▸ PROVIDED INFORMATION:

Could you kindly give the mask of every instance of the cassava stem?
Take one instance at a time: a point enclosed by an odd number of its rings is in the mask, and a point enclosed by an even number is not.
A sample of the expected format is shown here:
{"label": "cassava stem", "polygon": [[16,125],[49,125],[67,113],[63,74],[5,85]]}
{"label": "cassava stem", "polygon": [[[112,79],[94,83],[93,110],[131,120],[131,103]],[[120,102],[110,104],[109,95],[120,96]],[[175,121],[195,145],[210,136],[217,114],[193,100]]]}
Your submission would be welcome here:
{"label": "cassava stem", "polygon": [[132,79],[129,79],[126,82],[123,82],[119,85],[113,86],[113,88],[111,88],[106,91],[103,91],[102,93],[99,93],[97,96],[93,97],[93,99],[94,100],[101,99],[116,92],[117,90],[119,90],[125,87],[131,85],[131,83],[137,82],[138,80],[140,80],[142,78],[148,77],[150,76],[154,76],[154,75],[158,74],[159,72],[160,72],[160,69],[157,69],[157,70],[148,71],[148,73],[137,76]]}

▸ THE REQUEST: Rewrite the records above, replacing every occurrence of "mask" with "region" and leaving the rest unchanged.

▸ ANSWER BELOW:
Could you kindly give the region of every instance of the cassava stem?
Take one instance at a time: a point enclosed by an odd number of its rings is in the region, and a point enclosed by an even number is not.
A sample of the expected format is shown here:
{"label": "cassava stem", "polygon": [[16,125],[49,125],[67,113],[63,74],[5,85]]}
{"label": "cassava stem", "polygon": [[[112,79],[94,83],[93,110],[131,120],[131,103]],[[120,102],[110,104],[109,95],[120,96]],[[175,121],[195,145],[210,136],[217,114],[193,100]]]}
Your submission would be welcome here:
{"label": "cassava stem", "polygon": [[132,79],[129,79],[126,82],[123,82],[119,85],[113,86],[113,88],[111,88],[106,91],[103,91],[102,93],[99,93],[97,96],[93,97],[93,99],[94,100],[101,99],[116,92],[117,90],[119,90],[125,87],[131,85],[131,83],[137,82],[138,80],[140,80],[142,78],[148,77],[150,76],[154,76],[154,75],[158,74],[159,72],[160,72],[160,69],[157,69],[157,70],[148,71],[148,73],[137,76]]}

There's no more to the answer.